*** MATERIAL SUPPLIED Section Begins ***
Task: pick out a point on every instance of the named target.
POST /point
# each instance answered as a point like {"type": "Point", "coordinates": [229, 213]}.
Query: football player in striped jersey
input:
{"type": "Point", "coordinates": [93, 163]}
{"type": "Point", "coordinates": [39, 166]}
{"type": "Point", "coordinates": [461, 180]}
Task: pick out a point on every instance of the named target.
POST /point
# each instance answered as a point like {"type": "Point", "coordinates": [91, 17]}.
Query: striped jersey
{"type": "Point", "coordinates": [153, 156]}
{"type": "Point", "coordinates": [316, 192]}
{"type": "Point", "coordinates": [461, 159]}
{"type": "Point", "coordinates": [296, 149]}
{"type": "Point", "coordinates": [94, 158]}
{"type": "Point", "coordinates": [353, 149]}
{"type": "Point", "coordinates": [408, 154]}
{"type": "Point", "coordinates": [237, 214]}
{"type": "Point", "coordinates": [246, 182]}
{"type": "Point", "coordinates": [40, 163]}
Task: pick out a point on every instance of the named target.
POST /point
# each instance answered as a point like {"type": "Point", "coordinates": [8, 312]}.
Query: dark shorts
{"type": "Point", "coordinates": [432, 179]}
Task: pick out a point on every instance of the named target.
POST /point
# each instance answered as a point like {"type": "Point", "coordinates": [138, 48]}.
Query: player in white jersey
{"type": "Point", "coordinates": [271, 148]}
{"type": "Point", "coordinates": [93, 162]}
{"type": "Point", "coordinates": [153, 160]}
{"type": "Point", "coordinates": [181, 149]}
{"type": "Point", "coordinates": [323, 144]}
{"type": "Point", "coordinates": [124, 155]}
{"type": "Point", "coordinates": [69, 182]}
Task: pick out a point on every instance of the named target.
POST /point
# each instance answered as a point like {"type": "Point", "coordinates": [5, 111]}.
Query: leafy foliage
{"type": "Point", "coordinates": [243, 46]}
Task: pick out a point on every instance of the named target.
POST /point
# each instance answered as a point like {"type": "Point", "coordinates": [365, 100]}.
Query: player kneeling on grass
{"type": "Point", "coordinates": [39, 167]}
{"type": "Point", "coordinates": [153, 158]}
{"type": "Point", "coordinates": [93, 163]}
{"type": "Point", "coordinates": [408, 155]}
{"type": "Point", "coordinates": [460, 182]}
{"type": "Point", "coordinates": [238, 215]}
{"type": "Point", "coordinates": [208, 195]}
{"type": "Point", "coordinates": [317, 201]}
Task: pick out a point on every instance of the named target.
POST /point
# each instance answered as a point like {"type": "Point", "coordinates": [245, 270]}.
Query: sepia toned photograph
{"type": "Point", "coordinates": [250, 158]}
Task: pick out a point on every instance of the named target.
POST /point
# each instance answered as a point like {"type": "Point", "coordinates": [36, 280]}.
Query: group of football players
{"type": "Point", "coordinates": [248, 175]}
*** MATERIAL SUPPLIED Section Ends ***
_TRY IT:_ The records above are to be repeated exactly, in their entirety.

_EXERCISE RESULT:_
Task: pick out a point on every instance of the named target.
POST /point
# each instance answered as a point like {"type": "Point", "coordinates": [229, 213]}.
Query: football player in striped jersey
input:
{"type": "Point", "coordinates": [93, 163]}
{"type": "Point", "coordinates": [39, 166]}
{"type": "Point", "coordinates": [461, 180]}
Task: pick out a point on every instance of the named target.
POST /point
# each instance answered as a point like {"type": "Point", "coordinates": [91, 17]}.
Query: striped jersey
{"type": "Point", "coordinates": [153, 156]}
{"type": "Point", "coordinates": [316, 192]}
{"type": "Point", "coordinates": [461, 159]}
{"type": "Point", "coordinates": [296, 149]}
{"type": "Point", "coordinates": [94, 158]}
{"type": "Point", "coordinates": [353, 149]}
{"type": "Point", "coordinates": [408, 154]}
{"type": "Point", "coordinates": [237, 214]}
{"type": "Point", "coordinates": [246, 182]}
{"type": "Point", "coordinates": [40, 163]}
Task: pick out a point on every instance of the named target.
POST /point
# each instance answered as a point like {"type": "Point", "coordinates": [8, 312]}.
Query: dark shorts
{"type": "Point", "coordinates": [432, 179]}
Task: pick out a point on every instance of the named target.
POST /point
# each instance answered as a point like {"type": "Point", "coordinates": [138, 48]}.
Query: player in white jersey
{"type": "Point", "coordinates": [271, 148]}
{"type": "Point", "coordinates": [93, 162]}
{"type": "Point", "coordinates": [153, 160]}
{"type": "Point", "coordinates": [181, 149]}
{"type": "Point", "coordinates": [323, 144]}
{"type": "Point", "coordinates": [124, 155]}
{"type": "Point", "coordinates": [69, 182]}
Task: pick out a point on every instance of the named target.
POST /point
# each instance answered as a point like {"type": "Point", "coordinates": [5, 111]}.
Query: leafy foliage
{"type": "Point", "coordinates": [243, 46]}
Task: pick out a point on every instance of the named target.
POST /point
# each instance answered as a point like {"type": "Point", "coordinates": [365, 100]}.
Query: player kneeling on grass
{"type": "Point", "coordinates": [39, 167]}
{"type": "Point", "coordinates": [153, 158]}
{"type": "Point", "coordinates": [93, 163]}
{"type": "Point", "coordinates": [408, 155]}
{"type": "Point", "coordinates": [460, 182]}
{"type": "Point", "coordinates": [238, 215]}
{"type": "Point", "coordinates": [208, 195]}
{"type": "Point", "coordinates": [317, 201]}
Task: pick out a point on every instance of the named target.
POST /point
# each instance answered as a point like {"type": "Point", "coordinates": [245, 270]}.
Query: sepia toned photograph
{"type": "Point", "coordinates": [250, 158]}
Task: pick out a point on every instance of the named target.
POST /point
# each instance answered as a point like {"type": "Point", "coordinates": [36, 280]}.
Query: group of football players
{"type": "Point", "coordinates": [248, 175]}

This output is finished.